● **Stored entries**
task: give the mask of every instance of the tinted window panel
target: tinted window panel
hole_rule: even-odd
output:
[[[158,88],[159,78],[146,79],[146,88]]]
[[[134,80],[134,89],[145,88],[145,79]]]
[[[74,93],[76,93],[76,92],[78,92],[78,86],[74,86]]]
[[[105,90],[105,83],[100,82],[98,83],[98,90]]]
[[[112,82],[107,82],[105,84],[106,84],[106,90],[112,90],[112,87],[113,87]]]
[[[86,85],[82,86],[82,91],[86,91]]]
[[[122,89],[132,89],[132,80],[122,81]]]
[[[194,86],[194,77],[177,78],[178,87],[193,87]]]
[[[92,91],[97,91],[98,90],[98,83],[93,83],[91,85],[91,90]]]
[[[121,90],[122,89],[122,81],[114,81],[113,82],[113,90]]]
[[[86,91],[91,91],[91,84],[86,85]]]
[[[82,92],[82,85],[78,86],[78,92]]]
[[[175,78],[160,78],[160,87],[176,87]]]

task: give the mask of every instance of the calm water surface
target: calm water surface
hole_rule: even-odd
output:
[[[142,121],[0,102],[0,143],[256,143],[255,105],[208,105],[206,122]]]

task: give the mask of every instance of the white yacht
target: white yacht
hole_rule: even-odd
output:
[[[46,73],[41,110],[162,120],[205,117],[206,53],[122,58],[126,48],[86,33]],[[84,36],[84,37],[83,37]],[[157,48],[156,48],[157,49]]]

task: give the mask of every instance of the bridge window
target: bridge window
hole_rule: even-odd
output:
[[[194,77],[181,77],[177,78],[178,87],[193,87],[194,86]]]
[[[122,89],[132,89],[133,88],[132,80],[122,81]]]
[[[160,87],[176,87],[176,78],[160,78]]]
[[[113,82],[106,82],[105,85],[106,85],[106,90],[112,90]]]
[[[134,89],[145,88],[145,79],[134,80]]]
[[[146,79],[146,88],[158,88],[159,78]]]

● **Do this**
Retype every line of the stored entries above with no changes.

● **Solution below**
task: give the mask of every instance of the tinted window panel
target: tinted window panel
hole_rule: even-odd
output:
[[[158,88],[159,78],[146,79],[146,88]]]
[[[134,80],[134,89],[145,88],[145,79]]]
[[[74,93],[76,93],[76,92],[78,92],[78,86],[74,86]]]
[[[105,90],[105,83],[100,82],[98,83],[98,90]]]
[[[112,82],[107,82],[105,84],[106,84],[106,90],[112,90],[112,87],[113,87]]]
[[[86,85],[82,86],[82,91],[86,91]]]
[[[122,89],[132,89],[132,80],[122,81]]]
[[[194,86],[194,77],[177,78],[178,87],[193,87]]]
[[[92,91],[97,91],[98,90],[98,83],[93,83],[91,85],[91,90]]]
[[[121,90],[122,89],[122,81],[114,81],[113,82],[113,90]]]
[[[86,91],[91,91],[91,84],[86,85]]]
[[[82,92],[82,85],[78,86],[78,92]]]
[[[175,78],[160,78],[160,87],[176,87]]]

task: give the mask of every instance of the calm water surface
target: calm water surface
hole_rule: even-odd
output:
[[[142,121],[0,102],[0,143],[256,143],[255,105],[208,105],[206,122]]]

task: give the mask of every instance of the white yacht
target: white yacht
hole_rule: even-odd
output:
[[[46,73],[41,110],[162,120],[205,117],[206,53],[122,58],[126,48],[86,33]],[[84,36],[84,37],[83,37]],[[157,48],[156,48],[157,49]]]

task: give the mask of every instance of the bridge window
target: bridge window
hole_rule: even-odd
output:
[[[194,77],[181,77],[177,78],[178,87],[193,87],[194,86]]]
[[[122,89],[132,89],[133,88],[132,80],[122,81]]]
[[[160,87],[176,87],[176,78],[160,78]]]
[[[113,82],[106,82],[105,85],[106,85],[106,90],[112,90]]]
[[[134,89],[145,88],[145,79],[134,80]]]
[[[146,79],[146,88],[158,88],[159,78]]]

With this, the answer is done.